▸ **Your instructions**
Return the material word for word, starting at its first line and ending at the line that contains "[[135, 173], [119, 166]]", with both of those lines included.

-- Start Input records --

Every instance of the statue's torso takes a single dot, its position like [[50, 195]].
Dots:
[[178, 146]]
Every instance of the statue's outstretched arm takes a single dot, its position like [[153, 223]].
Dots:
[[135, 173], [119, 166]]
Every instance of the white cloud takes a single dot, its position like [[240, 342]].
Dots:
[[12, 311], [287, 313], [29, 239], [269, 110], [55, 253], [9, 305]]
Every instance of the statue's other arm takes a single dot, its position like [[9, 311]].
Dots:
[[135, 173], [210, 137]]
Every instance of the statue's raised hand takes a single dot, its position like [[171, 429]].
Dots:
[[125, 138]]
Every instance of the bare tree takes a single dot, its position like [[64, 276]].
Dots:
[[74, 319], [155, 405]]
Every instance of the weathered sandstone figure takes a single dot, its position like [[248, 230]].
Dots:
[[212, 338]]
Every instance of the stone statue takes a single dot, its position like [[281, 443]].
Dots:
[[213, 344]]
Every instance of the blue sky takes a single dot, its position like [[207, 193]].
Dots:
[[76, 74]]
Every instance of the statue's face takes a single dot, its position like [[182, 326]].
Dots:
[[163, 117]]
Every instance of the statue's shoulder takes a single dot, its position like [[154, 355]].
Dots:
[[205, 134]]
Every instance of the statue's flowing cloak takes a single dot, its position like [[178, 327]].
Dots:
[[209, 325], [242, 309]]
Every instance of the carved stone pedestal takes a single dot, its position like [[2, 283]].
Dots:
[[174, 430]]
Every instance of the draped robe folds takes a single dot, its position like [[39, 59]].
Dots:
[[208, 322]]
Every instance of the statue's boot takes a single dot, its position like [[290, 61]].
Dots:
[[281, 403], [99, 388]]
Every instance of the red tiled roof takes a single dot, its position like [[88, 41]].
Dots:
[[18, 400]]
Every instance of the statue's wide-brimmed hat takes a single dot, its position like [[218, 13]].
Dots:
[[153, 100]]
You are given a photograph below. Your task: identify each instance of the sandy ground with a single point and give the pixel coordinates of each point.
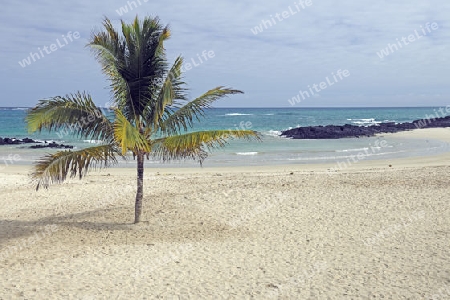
(288, 232)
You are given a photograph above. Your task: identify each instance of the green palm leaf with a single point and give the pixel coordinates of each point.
(54, 168)
(76, 113)
(128, 136)
(194, 145)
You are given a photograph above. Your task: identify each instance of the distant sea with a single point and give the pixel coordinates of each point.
(273, 150)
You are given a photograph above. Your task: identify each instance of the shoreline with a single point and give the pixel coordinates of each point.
(440, 134)
(268, 232)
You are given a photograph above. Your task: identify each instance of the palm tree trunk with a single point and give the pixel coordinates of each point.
(140, 188)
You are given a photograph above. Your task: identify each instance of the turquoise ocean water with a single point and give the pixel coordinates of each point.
(273, 150)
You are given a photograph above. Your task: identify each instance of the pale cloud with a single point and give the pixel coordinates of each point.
(271, 67)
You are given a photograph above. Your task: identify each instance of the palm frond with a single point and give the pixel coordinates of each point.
(171, 90)
(183, 118)
(54, 168)
(128, 136)
(76, 113)
(194, 145)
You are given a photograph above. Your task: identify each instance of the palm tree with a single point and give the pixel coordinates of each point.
(151, 113)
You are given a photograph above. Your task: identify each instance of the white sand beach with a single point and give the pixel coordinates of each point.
(375, 230)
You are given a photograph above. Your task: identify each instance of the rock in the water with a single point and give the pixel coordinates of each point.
(347, 130)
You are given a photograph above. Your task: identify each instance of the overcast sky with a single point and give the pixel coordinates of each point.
(299, 48)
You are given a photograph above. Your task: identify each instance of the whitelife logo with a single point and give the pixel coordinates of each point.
(319, 87)
(69, 37)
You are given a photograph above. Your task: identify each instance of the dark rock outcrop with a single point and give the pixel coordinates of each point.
(347, 130)
(14, 141)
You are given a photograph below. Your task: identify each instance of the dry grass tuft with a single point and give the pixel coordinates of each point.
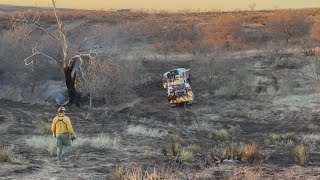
(46, 129)
(104, 141)
(137, 173)
(7, 154)
(186, 156)
(280, 138)
(248, 152)
(300, 155)
(221, 134)
(194, 148)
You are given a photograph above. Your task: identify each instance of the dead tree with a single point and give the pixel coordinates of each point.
(69, 60)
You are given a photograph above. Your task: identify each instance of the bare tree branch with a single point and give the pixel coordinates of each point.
(29, 60)
(88, 39)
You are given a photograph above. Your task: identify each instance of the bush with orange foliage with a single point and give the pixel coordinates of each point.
(288, 25)
(223, 30)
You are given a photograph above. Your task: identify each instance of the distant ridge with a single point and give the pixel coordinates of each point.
(11, 8)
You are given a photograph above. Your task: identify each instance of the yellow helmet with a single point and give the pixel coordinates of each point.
(61, 109)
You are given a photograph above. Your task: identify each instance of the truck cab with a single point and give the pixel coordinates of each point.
(179, 92)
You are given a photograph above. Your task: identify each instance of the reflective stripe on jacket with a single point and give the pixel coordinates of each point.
(61, 124)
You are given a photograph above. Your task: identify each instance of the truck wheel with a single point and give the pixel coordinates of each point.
(173, 105)
(189, 102)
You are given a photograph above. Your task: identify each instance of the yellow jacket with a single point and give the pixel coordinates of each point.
(61, 124)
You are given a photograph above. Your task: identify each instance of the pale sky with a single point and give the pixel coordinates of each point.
(169, 4)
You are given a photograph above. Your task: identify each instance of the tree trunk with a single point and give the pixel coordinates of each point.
(90, 105)
(74, 97)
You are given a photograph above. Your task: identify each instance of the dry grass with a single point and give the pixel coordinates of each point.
(248, 152)
(312, 140)
(101, 142)
(301, 155)
(137, 173)
(186, 155)
(286, 138)
(144, 131)
(194, 148)
(47, 129)
(7, 154)
(221, 134)
(104, 141)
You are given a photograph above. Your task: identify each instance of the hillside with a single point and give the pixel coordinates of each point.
(256, 94)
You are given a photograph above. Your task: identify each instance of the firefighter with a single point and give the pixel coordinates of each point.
(63, 131)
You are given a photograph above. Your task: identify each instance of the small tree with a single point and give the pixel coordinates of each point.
(71, 53)
(93, 80)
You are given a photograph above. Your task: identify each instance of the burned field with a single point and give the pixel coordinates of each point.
(142, 133)
(254, 113)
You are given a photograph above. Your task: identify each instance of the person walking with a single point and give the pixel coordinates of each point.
(63, 131)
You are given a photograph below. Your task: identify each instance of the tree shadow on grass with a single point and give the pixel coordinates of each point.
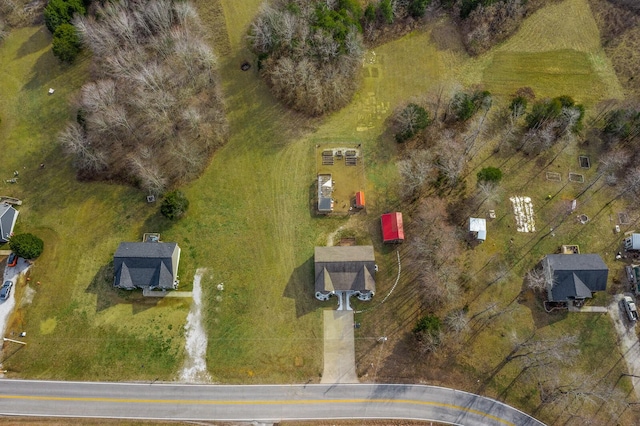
(38, 41)
(156, 222)
(108, 296)
(300, 288)
(45, 69)
(535, 303)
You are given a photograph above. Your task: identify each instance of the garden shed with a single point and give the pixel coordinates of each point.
(392, 228)
(632, 242)
(325, 193)
(8, 216)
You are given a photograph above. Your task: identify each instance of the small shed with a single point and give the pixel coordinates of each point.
(325, 191)
(632, 242)
(478, 226)
(360, 202)
(8, 216)
(392, 228)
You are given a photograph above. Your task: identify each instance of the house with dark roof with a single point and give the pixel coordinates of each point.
(8, 216)
(345, 269)
(146, 265)
(571, 277)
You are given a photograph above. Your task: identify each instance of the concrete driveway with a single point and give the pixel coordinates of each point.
(339, 348)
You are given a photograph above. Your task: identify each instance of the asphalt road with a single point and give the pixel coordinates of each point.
(262, 403)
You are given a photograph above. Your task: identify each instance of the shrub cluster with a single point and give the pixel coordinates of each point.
(309, 52)
(428, 333)
(58, 15)
(490, 174)
(174, 205)
(409, 121)
(464, 105)
(486, 22)
(154, 114)
(561, 113)
(622, 124)
(548, 120)
(66, 44)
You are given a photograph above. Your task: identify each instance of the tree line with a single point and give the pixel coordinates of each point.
(154, 113)
(309, 52)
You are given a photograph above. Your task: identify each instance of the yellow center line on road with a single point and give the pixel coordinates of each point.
(259, 402)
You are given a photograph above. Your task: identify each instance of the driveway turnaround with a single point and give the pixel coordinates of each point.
(260, 403)
(339, 348)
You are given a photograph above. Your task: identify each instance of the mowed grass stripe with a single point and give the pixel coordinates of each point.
(547, 73)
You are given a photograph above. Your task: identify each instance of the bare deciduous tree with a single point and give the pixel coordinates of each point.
(457, 321)
(154, 114)
(416, 171)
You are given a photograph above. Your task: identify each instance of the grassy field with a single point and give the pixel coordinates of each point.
(252, 224)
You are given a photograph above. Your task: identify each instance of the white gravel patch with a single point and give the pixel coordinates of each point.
(628, 341)
(195, 366)
(523, 211)
(6, 306)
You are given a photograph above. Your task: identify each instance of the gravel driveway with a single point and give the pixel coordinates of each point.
(6, 306)
(628, 341)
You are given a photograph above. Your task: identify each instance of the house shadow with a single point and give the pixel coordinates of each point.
(300, 288)
(534, 301)
(108, 296)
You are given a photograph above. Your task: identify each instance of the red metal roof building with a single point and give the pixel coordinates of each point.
(392, 230)
(360, 203)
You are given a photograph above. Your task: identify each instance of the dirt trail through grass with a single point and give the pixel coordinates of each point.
(195, 367)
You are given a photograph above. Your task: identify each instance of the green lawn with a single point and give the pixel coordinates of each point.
(251, 222)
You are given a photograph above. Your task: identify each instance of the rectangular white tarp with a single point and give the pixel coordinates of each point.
(478, 225)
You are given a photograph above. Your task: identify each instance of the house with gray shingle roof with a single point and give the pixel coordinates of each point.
(345, 269)
(574, 276)
(146, 265)
(8, 216)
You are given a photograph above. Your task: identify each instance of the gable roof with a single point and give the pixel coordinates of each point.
(574, 276)
(392, 227)
(344, 268)
(635, 241)
(146, 265)
(8, 216)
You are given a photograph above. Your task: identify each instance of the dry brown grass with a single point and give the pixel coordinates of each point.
(620, 35)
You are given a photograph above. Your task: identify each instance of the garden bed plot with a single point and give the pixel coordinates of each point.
(554, 177)
(585, 162)
(344, 163)
(623, 218)
(523, 212)
(576, 178)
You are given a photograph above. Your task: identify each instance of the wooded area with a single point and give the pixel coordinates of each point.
(154, 113)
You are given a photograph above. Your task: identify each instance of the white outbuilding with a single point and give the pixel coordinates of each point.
(478, 227)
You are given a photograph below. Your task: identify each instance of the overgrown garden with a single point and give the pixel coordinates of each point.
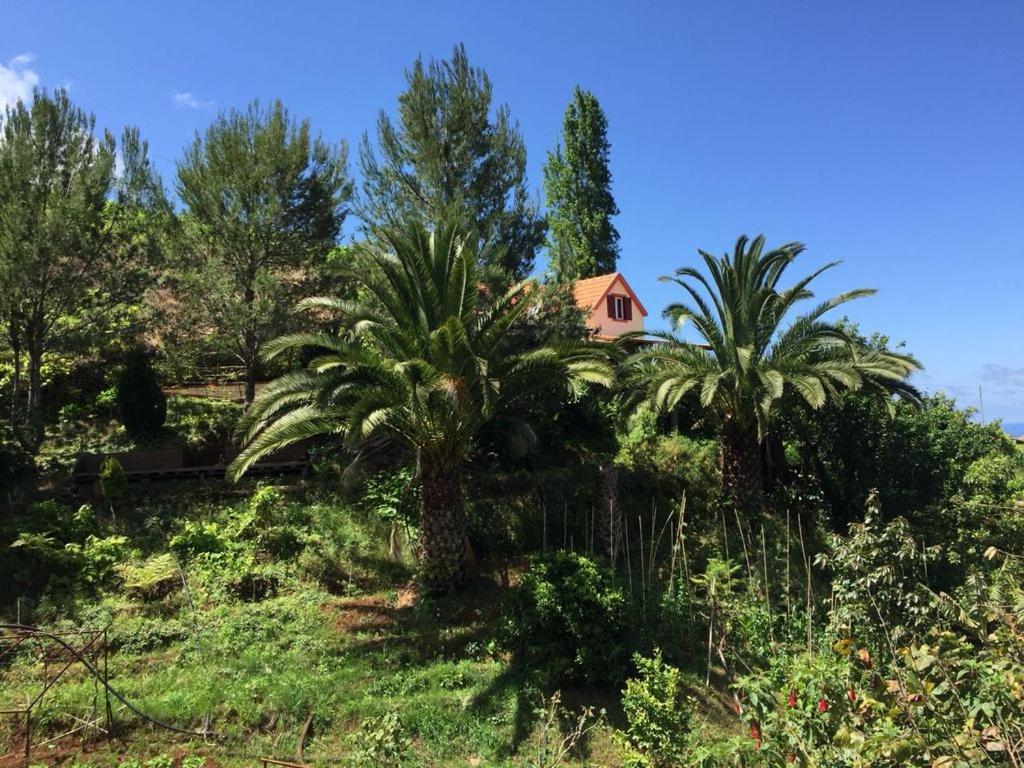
(747, 541)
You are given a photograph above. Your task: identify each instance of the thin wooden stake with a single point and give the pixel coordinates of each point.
(764, 554)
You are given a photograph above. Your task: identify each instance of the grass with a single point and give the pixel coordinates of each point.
(343, 659)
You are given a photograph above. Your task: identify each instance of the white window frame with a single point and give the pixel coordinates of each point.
(620, 307)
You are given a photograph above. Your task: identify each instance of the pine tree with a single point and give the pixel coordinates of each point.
(265, 199)
(73, 237)
(583, 242)
(446, 157)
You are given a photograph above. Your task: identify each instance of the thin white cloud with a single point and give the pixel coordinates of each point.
(189, 100)
(17, 80)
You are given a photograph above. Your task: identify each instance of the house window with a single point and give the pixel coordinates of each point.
(621, 307)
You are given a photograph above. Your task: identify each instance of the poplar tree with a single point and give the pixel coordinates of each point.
(448, 156)
(264, 203)
(582, 242)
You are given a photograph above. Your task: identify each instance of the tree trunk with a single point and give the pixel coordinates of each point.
(250, 393)
(442, 525)
(34, 416)
(15, 384)
(741, 470)
(609, 517)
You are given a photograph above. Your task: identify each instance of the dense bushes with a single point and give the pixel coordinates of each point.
(567, 621)
(658, 713)
(141, 403)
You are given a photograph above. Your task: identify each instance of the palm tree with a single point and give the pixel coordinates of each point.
(421, 358)
(749, 363)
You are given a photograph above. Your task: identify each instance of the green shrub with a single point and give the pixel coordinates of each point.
(567, 620)
(141, 403)
(202, 422)
(200, 536)
(380, 742)
(657, 711)
(113, 480)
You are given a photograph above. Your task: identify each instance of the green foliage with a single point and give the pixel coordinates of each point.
(113, 480)
(152, 578)
(141, 403)
(657, 711)
(202, 422)
(583, 241)
(567, 621)
(915, 460)
(877, 570)
(380, 741)
(264, 203)
(751, 364)
(69, 263)
(448, 158)
(397, 359)
(393, 497)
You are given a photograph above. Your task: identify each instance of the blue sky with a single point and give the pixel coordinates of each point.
(889, 135)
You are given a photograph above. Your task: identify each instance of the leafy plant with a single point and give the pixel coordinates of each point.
(566, 620)
(657, 711)
(426, 363)
(380, 742)
(141, 403)
(749, 363)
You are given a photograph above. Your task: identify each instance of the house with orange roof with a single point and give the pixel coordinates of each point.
(610, 306)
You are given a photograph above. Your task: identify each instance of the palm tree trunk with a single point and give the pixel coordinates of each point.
(741, 470)
(442, 525)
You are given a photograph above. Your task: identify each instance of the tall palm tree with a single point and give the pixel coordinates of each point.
(422, 357)
(749, 361)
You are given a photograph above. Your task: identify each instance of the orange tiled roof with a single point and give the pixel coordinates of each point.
(588, 293)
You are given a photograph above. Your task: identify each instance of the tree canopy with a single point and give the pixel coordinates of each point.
(422, 360)
(750, 361)
(448, 155)
(264, 203)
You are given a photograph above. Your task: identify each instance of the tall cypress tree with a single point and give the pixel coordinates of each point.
(448, 156)
(583, 242)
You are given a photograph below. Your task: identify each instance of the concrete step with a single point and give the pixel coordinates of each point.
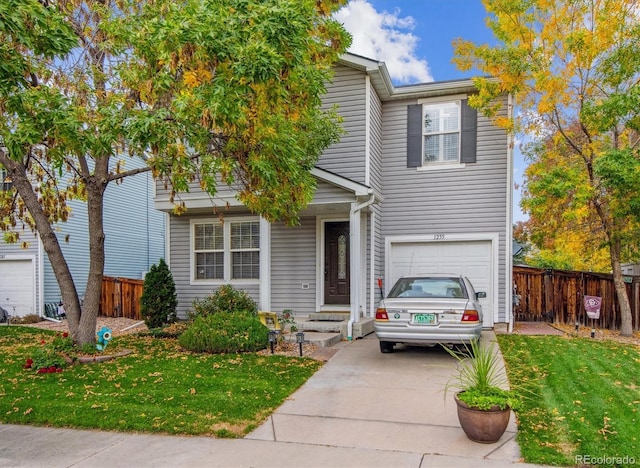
(361, 328)
(322, 340)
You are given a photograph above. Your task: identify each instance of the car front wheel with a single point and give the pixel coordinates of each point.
(386, 347)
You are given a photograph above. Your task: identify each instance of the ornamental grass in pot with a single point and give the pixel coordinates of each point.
(484, 404)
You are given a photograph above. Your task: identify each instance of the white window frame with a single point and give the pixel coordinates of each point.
(226, 227)
(5, 183)
(440, 162)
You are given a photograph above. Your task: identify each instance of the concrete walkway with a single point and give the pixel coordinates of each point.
(362, 409)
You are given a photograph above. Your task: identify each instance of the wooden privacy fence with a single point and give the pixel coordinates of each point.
(121, 297)
(557, 296)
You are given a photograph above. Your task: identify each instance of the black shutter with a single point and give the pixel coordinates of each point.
(414, 135)
(469, 133)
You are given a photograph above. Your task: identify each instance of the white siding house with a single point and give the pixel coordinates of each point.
(419, 183)
(135, 240)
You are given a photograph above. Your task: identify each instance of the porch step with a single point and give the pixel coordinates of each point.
(322, 340)
(336, 323)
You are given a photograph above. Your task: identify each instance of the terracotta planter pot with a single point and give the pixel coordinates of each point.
(483, 426)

-- End Input records --

▸ **Response**
Every instance of the statue's torso takes a single dot, its position like [[50, 195]].
Dots:
[[178, 146]]
Every instance of the statue's outstretched arm takes a single dot, its position like [[153, 223]].
Dots:
[[135, 173], [119, 166]]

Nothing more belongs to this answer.